**What needs to be done:** In the listing below, find the line that contains "Annotation task: tag one point per instance of the tabby" and the line that contains "Annotation task: tag one point per instance of the cat in". Quote both and every line between them, exactly, and nothing more.

***** Entries shown

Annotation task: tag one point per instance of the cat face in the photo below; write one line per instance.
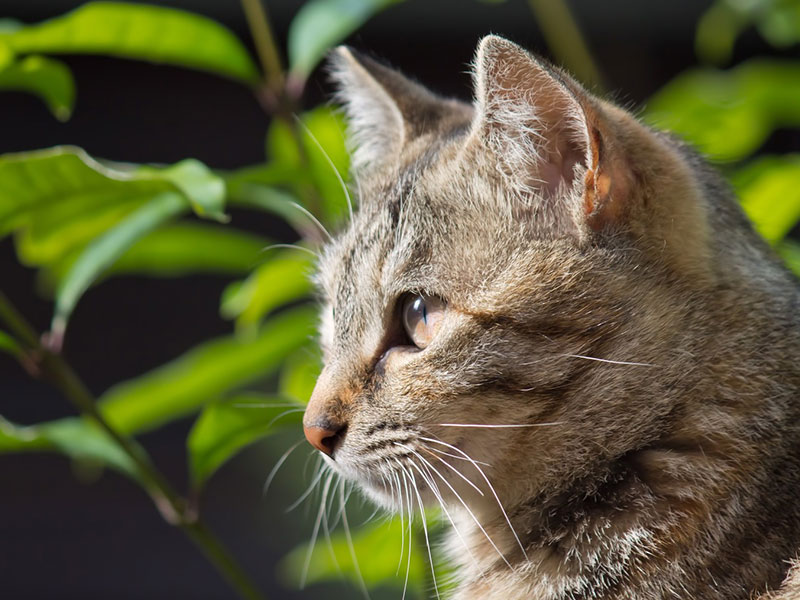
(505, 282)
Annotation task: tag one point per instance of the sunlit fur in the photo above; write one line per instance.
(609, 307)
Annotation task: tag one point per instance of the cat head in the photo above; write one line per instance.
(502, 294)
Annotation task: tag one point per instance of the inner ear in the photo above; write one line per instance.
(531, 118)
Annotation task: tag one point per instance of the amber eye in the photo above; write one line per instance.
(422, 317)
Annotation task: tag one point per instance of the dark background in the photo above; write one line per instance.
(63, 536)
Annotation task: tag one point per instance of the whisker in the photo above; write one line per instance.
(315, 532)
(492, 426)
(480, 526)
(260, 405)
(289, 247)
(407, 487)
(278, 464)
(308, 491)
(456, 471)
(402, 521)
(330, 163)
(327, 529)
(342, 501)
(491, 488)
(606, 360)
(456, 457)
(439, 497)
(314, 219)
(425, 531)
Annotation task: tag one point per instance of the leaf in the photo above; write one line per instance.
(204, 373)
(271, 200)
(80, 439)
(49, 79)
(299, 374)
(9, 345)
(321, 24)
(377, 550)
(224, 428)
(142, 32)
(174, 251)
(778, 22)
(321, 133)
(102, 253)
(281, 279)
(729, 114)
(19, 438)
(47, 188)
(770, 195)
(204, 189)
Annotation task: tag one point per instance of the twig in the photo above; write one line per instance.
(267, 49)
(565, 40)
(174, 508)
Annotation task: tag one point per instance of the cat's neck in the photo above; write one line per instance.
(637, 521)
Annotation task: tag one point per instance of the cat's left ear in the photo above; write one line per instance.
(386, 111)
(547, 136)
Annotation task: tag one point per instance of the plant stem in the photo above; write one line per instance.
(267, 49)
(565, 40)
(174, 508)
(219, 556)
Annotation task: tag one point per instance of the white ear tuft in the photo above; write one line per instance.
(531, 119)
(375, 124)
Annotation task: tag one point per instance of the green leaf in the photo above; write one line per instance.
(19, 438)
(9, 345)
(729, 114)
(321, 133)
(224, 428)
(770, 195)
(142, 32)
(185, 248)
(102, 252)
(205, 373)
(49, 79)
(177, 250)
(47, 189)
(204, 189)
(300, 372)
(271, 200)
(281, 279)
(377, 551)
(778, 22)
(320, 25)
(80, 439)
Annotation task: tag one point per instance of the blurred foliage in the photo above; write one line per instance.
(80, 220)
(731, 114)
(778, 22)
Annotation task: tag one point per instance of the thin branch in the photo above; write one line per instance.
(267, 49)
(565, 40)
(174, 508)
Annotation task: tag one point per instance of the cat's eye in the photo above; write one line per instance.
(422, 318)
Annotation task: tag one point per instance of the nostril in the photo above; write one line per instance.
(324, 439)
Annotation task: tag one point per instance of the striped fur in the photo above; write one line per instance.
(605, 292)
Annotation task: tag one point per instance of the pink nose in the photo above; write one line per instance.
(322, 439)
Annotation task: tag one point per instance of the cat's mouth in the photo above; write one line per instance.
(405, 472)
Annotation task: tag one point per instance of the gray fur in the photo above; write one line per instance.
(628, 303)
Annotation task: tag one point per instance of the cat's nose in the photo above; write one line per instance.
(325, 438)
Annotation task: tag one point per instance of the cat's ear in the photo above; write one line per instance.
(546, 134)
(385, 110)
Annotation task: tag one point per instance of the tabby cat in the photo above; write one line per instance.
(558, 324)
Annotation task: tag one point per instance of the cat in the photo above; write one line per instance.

**********
***** Entries shown

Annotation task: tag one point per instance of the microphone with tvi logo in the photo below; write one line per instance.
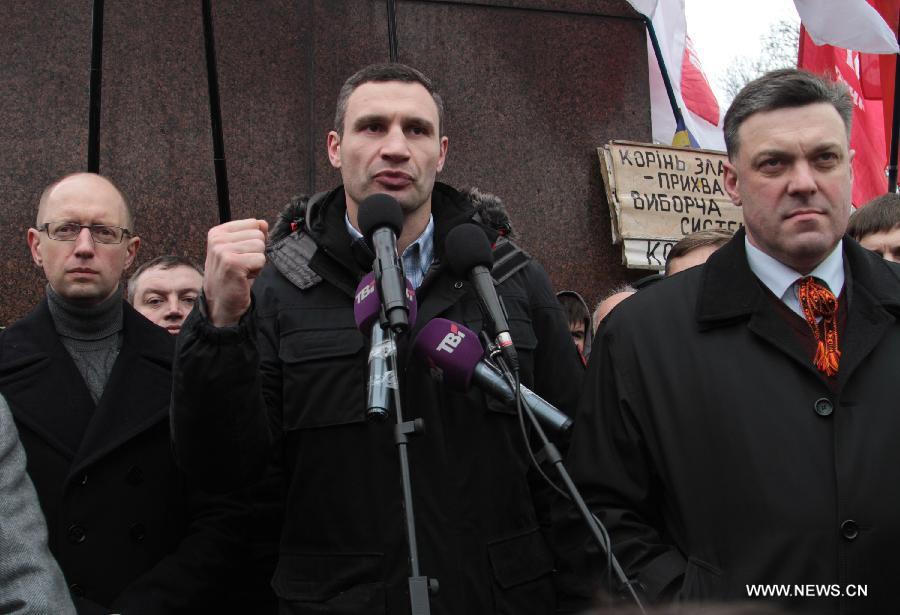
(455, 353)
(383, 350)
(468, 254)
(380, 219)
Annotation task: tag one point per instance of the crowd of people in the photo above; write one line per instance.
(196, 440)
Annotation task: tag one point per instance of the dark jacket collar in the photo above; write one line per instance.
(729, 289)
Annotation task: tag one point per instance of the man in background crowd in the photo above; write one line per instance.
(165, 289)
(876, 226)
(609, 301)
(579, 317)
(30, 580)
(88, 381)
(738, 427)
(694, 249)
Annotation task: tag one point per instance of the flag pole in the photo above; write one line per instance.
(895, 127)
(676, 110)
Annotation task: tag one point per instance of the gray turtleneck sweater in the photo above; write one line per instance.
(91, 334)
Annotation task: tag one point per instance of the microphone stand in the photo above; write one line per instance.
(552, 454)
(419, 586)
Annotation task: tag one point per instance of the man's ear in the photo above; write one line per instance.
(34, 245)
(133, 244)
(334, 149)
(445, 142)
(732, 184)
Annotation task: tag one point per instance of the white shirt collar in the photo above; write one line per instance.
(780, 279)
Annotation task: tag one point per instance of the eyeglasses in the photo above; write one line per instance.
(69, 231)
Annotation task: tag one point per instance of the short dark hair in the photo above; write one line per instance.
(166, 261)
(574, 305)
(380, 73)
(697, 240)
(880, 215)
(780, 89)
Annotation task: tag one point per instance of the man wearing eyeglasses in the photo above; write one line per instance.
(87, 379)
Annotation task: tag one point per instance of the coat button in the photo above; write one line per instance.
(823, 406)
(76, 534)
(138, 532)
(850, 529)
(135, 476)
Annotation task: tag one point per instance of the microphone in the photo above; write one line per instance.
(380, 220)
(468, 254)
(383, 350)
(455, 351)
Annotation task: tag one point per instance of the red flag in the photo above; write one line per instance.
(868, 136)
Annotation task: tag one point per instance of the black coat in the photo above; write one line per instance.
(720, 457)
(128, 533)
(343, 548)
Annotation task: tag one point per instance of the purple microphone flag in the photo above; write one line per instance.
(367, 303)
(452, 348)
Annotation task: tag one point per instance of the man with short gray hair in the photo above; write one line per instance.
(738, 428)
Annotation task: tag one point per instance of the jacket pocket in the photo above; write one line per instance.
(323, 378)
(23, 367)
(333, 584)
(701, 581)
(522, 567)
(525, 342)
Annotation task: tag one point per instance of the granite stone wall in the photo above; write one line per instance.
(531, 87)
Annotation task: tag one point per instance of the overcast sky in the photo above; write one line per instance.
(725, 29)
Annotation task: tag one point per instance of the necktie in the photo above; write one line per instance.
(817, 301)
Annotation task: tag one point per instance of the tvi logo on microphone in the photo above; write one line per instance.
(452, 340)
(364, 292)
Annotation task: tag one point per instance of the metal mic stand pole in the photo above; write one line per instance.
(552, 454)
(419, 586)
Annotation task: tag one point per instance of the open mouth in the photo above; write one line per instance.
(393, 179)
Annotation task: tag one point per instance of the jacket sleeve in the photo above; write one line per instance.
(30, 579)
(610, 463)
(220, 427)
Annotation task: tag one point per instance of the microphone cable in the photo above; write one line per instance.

**********

**Expected output:**
Annotation task: tag one point per instance of the tabby cat in the photo above; write one line per instance.
(558, 324)
Annotation task: tag one point per instance of the cat in the photo above; write one line per instance.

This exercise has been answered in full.